__What is asked__
Rewrite the records from the start up to and including the line with "[1059, 782]", requests included, multiplying every answer coordinate by 0.6 and rounding to whole numbers, with halves rounded up. Leave the numbers in the requests and their format samples unchanged, and reproduce only those lines.
-------------------------
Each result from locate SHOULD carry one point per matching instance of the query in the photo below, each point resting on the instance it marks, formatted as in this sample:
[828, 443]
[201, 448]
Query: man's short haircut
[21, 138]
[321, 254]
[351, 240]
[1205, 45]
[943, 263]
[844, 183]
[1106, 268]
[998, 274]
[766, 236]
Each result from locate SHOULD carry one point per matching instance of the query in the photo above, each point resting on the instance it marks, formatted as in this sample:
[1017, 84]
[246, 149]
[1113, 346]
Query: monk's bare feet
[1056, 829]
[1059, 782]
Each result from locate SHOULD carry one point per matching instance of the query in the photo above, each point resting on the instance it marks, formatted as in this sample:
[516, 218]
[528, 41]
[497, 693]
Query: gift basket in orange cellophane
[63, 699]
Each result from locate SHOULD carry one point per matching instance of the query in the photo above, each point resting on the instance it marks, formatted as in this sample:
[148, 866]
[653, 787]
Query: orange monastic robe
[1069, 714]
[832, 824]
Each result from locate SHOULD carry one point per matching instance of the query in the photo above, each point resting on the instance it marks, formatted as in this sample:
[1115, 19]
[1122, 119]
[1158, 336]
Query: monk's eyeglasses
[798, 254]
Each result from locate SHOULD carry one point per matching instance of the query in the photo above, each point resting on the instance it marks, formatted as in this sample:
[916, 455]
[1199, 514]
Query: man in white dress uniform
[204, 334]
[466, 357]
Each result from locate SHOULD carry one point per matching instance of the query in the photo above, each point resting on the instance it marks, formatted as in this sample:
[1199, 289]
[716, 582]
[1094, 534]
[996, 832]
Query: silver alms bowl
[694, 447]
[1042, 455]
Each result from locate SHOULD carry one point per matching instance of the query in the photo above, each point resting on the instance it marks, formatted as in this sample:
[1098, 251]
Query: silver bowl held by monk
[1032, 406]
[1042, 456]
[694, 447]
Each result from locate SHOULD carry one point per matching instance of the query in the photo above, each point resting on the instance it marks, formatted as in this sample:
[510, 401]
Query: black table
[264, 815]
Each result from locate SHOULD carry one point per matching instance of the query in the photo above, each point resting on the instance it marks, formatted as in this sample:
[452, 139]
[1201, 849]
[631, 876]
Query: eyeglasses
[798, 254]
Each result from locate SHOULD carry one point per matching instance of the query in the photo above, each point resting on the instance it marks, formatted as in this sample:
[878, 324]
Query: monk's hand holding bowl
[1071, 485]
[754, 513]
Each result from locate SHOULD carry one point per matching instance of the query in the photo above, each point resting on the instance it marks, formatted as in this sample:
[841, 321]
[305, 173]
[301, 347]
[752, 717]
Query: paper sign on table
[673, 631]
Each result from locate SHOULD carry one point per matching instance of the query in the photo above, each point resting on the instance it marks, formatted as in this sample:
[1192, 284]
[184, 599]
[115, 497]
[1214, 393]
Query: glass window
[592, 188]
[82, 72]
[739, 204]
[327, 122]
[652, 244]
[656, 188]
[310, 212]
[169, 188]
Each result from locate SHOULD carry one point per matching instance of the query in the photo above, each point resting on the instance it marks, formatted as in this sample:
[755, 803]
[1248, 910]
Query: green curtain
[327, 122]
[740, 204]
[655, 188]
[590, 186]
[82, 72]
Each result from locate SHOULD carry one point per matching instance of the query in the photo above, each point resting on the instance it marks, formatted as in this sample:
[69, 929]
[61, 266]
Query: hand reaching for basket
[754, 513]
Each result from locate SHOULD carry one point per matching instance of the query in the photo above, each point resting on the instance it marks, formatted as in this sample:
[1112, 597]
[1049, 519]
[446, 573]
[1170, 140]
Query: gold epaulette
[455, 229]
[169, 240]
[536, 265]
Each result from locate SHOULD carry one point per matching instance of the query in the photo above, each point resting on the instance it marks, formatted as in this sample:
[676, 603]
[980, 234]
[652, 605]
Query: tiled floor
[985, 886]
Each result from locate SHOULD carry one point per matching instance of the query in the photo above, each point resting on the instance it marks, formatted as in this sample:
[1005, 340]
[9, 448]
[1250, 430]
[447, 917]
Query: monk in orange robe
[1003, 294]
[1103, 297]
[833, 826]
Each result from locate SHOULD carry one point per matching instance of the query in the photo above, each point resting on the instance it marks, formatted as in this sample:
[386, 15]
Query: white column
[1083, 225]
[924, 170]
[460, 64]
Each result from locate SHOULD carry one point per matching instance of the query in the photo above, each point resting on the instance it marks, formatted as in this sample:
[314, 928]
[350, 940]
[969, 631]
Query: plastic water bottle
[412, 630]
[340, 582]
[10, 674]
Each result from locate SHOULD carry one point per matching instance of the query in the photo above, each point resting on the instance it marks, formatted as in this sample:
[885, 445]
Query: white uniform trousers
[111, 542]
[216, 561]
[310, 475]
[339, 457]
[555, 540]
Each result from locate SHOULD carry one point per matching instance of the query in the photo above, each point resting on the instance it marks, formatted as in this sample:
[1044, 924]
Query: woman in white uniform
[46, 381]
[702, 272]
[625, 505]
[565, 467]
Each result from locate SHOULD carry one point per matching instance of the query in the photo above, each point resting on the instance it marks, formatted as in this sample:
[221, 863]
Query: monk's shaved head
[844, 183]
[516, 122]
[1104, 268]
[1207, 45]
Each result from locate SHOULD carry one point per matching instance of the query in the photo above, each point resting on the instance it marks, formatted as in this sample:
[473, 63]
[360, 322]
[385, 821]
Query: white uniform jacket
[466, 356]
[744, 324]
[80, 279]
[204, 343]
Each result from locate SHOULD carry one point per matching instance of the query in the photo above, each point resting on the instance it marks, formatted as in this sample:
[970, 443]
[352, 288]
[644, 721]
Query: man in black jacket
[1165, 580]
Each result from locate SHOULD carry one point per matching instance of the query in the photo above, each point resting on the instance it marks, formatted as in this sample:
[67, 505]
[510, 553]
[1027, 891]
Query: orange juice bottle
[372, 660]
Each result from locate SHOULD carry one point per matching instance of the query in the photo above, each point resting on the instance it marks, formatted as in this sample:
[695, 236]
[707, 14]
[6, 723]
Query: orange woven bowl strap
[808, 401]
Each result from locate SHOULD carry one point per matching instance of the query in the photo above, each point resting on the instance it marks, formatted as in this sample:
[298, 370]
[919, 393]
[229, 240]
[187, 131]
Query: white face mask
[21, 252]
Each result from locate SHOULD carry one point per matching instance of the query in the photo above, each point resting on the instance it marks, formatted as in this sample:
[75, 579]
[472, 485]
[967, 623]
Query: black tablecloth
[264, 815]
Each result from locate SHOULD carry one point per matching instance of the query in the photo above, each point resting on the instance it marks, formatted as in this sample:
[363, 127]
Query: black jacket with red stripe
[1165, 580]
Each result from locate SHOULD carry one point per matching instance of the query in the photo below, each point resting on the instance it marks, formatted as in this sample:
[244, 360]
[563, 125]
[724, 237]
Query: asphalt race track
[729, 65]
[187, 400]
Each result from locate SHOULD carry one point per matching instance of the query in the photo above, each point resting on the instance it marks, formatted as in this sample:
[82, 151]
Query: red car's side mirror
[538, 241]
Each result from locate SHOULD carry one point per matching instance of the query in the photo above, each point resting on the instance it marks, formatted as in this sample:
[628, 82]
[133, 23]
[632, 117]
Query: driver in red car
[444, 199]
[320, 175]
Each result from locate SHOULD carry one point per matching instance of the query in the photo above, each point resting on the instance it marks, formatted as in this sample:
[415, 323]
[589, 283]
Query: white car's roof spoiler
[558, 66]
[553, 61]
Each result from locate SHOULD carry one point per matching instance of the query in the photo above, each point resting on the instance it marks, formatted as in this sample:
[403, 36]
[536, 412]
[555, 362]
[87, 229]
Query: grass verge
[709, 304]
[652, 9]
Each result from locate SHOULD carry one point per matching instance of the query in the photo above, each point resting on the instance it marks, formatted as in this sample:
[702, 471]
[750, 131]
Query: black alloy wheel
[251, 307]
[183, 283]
-------------------------
__Reply to the task__
Each result from locate SHOULD carry one point per matching instance of the query in the photo below, each point resting on the instance it marks, formatted as in this sample:
[828, 443]
[201, 448]
Query: man's short haircut
[13, 83]
[193, 152]
[211, 144]
[723, 27]
[566, 158]
[506, 110]
[664, 161]
[599, 164]
[460, 142]
Each result from locate SHOULD carry one point per matching instance of the query in the photo above, each point resting on the instance it marks, formatted as in this sample:
[1017, 84]
[246, 149]
[1113, 346]
Query: monk's bare feet
[634, 497]
[635, 469]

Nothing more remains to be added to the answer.